• **What you need to do**: Write the rows below as a JSON list of strings, one string per line, skipping any blank lines.

Rows from a dataset
========

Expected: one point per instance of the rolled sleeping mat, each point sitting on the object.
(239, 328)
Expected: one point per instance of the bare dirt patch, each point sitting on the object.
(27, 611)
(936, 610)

========

• **Finished answer**:
[
  "Expected: one point per instance of the rolled sleeping mat, each point sitting on the object.",
  "(239, 328)",
  "Expected: one point per instance of the bare dirt patch, each point sitting on the object.",
  "(27, 611)",
  "(936, 610)"
]